__Texte source__:
* * *

 Le fossé est encore plus grand entre les gouvernants européens et leurs opinions et sociétés civiles organisées. Manifestations et appels d’innombrables associations et ONG pressant leurs gouvernements à plus d’intransigeance et de fermeté vis-à-vis des régimes politiques au sud de la Méditerranée et dans le monde arabe se multiplient depuis le 17 décembre, jour du «départ» de la révolution tunisienne. Le désarroi politique de l’Europe face à la révolte des peuples arabes est d’autant plus profond qu’elle ne dispose pas de relais dans les sociétés arabes pour mesurer la portée de leurs revendications et encore moins celle de leurs aspirations.

 Depuis 60 ans, l’Europe se suffit des seuls gouvernants en place au sud de la Méditerranée, pour peu que leurs intérêts commerciaux soient garantis. La compromission avec les régimes corrompus et répressifs du monde arabe s’est aggravée depuis l’apparition du phénomène terroriste d’obédience islamiste ces 20 dernières années, sacrifiant les courants démocratiques arabes par la lutte antiterroriste. L’inexistence d’un lien fort et dense entre les gouvernements de l’UE et les partis d’opposition démocratiques arabes, ainsi que les sociétés civiles et les milieux intellectuels, explique, aujourd’hui, les hésitations de l’UE à se prononcer clairement sur l’obsolescence définitive des régimes arabes.

 Pire, l’UE ne dispose d’aucun audit politique et social dans les pays arabes, et encore moins d’une stratégie d’accompagnement pour préserver l’avenir. L’UE est, face à la révolution en marche au sud de la Méditerranée, en position d’observateur, d’attente. Elle est tétanisée. Aujourd’hui, apparaît au grand jour toute l’insignifiance des multiples cadres de partenariat que l’UE a bâti avec les pays arabes, à commencer par celui de l’Union pour la Méditerranée. Non pas que ce dernier projet ne soit pas noble, mais parce qu’il est construit sur la seule base de l’intérêt commercial, loin de toute dimension humaine.
* * *
Entrées enregistrées:

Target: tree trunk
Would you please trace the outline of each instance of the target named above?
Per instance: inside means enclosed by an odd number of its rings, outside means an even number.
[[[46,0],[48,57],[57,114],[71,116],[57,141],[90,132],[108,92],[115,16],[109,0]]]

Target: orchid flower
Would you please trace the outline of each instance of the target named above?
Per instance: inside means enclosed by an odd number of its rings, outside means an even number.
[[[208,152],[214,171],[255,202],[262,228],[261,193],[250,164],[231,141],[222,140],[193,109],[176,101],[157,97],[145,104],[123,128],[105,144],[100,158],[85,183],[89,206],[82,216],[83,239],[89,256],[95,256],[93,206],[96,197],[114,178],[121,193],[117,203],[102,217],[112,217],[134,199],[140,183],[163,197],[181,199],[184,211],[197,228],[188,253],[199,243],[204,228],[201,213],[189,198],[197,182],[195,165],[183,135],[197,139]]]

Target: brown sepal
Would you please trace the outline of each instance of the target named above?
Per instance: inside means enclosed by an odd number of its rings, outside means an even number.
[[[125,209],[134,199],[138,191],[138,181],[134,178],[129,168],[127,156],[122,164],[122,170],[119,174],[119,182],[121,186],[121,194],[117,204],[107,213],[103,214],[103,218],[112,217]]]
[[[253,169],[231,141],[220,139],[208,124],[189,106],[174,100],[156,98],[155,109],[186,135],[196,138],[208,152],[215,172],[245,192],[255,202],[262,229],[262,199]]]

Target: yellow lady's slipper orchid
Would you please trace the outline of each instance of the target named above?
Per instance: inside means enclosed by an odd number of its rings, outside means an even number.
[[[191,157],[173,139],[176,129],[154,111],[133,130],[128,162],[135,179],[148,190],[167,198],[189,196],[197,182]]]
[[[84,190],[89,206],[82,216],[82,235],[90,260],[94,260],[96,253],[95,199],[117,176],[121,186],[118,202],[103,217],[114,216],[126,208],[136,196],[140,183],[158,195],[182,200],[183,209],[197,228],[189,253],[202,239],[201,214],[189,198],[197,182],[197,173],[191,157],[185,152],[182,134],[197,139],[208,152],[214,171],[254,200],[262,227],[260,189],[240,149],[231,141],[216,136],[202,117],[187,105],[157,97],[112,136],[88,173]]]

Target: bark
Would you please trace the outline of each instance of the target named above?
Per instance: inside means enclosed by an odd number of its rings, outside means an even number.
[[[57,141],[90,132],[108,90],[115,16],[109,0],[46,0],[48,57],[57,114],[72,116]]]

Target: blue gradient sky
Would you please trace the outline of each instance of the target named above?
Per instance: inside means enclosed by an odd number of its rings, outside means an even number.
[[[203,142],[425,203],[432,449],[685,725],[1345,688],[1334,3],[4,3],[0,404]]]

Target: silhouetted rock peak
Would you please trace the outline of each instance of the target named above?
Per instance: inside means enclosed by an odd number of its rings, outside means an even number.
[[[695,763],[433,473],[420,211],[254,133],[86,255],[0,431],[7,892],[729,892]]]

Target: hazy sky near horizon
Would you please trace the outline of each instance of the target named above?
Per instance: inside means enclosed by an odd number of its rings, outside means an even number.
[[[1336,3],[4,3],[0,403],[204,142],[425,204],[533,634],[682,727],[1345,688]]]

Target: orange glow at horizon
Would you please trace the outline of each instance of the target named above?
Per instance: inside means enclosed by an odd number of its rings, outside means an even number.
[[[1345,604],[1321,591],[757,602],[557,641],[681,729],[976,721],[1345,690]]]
* * *
__Consigne__:
Répondez aux questions suivantes d'après le texte sur l'Europe face aux révoltes arabes.
1. Depuis quel jour les manifestations et les appels des associations et ONG se multiplient-ils ?
2. Depuis combien d'années l'Europe se contente-t-elle des seuls gouvernants en place au sud de la Méditerranée ?
3. Sur quelle seule base l'Union pour la Méditerranée est-elle construite ?

__Corrigé détaillé__:
1. Depuis le 17 décembre, jour du «départ» de la révolution tunisienne.
2. Depuis 60 ans.
3. Sur la seule base de l'intérêt commercial.